--- START OF DATA ENTRIES ---

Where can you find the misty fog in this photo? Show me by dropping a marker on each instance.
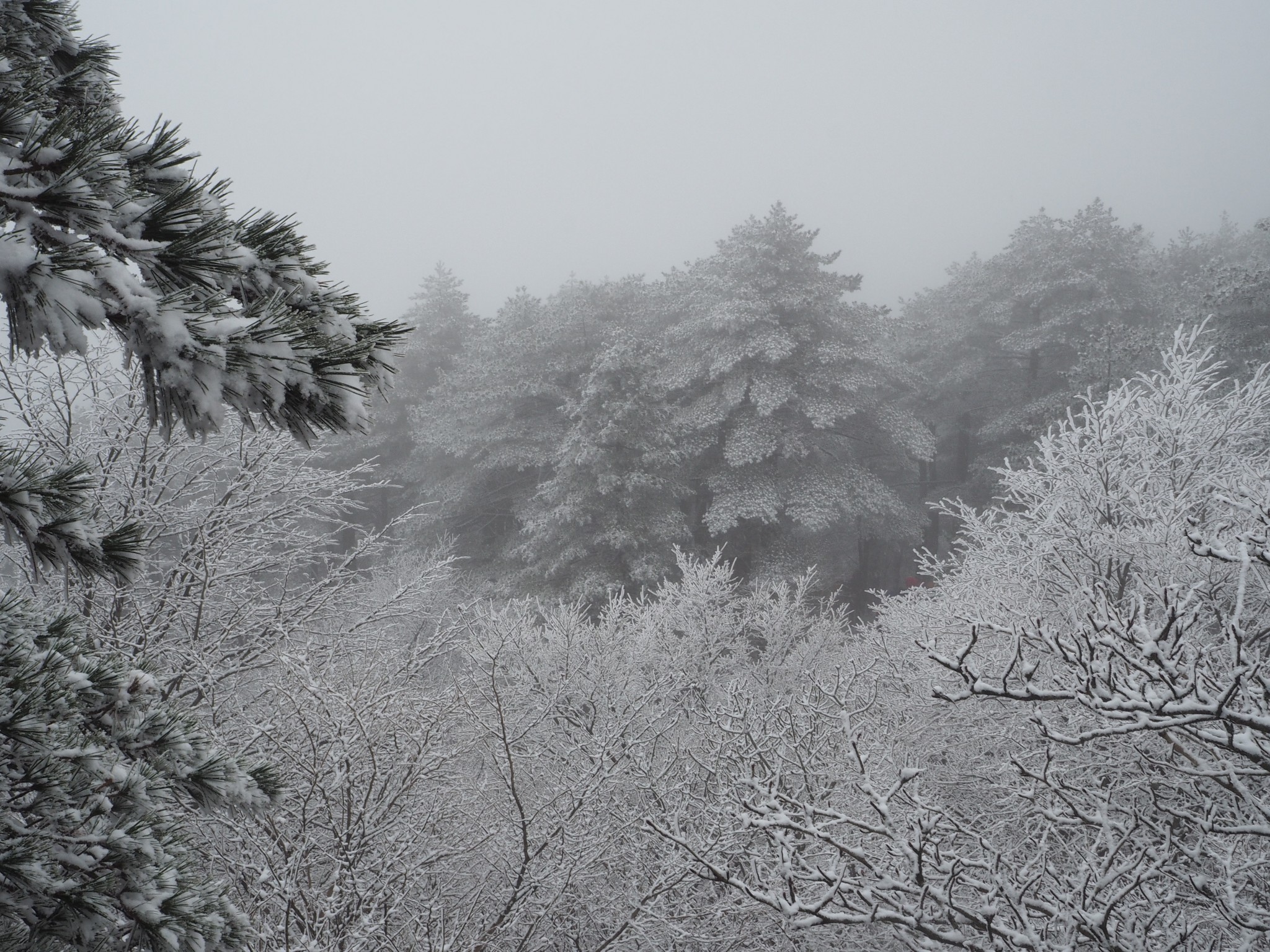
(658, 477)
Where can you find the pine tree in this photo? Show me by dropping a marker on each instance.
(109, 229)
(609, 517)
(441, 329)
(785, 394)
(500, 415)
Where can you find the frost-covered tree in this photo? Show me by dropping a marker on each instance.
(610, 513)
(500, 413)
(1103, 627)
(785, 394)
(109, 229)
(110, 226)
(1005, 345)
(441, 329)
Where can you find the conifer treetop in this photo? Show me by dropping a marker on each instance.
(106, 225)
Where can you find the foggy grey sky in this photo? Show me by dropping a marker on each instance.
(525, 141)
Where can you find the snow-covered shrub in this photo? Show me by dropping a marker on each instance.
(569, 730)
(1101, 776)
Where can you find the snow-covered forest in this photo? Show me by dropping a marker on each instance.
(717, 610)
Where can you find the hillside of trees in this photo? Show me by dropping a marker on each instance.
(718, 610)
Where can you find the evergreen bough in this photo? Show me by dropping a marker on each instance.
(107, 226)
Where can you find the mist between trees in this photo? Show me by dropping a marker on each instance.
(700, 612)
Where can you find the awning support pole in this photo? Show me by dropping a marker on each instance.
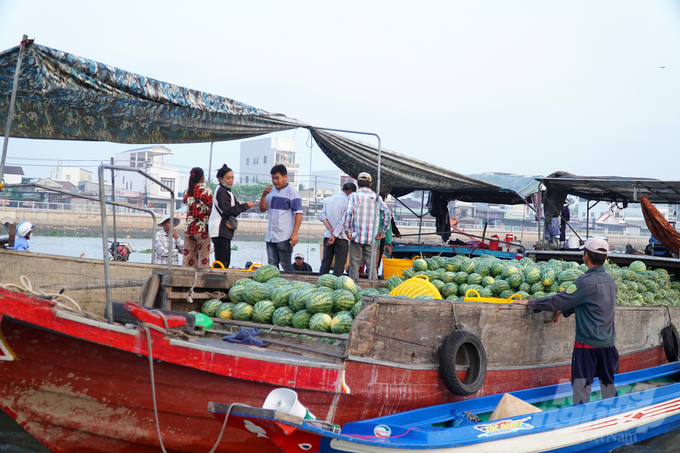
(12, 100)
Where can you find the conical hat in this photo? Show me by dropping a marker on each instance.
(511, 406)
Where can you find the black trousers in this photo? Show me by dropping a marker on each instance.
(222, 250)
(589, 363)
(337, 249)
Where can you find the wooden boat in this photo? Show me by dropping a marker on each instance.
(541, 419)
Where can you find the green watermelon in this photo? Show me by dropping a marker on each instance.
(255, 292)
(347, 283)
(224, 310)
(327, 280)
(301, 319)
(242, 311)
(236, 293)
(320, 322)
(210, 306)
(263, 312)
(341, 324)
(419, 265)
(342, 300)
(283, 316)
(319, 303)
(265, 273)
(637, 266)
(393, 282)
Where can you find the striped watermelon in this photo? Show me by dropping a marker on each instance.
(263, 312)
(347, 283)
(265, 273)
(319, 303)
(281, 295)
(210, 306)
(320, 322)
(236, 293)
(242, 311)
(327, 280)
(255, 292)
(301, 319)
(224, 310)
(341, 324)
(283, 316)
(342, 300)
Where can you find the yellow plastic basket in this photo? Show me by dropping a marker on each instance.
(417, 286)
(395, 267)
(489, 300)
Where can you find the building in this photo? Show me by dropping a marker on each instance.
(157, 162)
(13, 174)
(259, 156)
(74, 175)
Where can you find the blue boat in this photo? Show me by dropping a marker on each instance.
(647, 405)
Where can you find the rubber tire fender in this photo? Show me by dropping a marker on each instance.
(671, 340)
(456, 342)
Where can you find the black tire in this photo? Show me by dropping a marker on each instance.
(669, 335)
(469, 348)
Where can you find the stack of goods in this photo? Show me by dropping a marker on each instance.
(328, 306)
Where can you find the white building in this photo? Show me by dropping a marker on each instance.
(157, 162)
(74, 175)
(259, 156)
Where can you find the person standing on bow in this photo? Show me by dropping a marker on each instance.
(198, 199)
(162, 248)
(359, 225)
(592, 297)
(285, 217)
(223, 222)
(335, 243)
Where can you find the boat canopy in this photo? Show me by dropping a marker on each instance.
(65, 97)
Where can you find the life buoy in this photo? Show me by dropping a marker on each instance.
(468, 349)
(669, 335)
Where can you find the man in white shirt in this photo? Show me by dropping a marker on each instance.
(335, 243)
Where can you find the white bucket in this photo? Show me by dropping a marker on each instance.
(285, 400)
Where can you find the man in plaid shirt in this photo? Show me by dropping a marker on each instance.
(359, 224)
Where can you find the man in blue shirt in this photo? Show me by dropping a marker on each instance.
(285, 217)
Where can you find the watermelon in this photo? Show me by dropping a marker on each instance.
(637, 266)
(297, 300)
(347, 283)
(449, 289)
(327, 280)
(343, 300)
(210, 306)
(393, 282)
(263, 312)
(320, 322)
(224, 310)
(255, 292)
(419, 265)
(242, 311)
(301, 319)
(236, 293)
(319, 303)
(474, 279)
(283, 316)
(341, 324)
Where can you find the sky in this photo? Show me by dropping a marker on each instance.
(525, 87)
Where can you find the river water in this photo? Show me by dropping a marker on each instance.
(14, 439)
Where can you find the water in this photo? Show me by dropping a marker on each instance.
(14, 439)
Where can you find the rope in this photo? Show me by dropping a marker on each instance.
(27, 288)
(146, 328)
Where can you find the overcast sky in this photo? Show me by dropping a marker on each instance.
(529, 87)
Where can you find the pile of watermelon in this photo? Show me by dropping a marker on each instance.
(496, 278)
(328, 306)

--- END OF DATA ENTRIES ---

> WHAT IS NEEDED: Starting with the first line of the entries and going on through the line with "(1101, 776)", copy every line again, requests included, with each coordinate in the answers multiplied by 0.85 and rounded to a whole number, halves rounded up. Leave the pictures out.

> ANSWER TO THE PROBLEM:
Where can you find the misty fog in this photo? Show me by dropping a marker on each instance.
(559, 405)
Where can you find the pine tree in this photo? Show me by dropping a marker on each instance.
(93, 195)
(518, 439)
(375, 280)
(667, 335)
(425, 353)
Where can you find the frost-covered tree in this photo? Show me by dropping a marker on each instance.
(519, 436)
(425, 351)
(938, 533)
(667, 335)
(93, 195)
(94, 192)
(854, 293)
(375, 280)
Where can you find the conifer treetop in this photo? Show me by dropping a marker on each instance.
(90, 191)
Where can you find the foggy grey sky in this photo? Show me by dropping a marker on each instance.
(446, 120)
Where can you find the snow-covered shrub in this photo? Show me by dropping a marker on each instance.
(484, 621)
(936, 660)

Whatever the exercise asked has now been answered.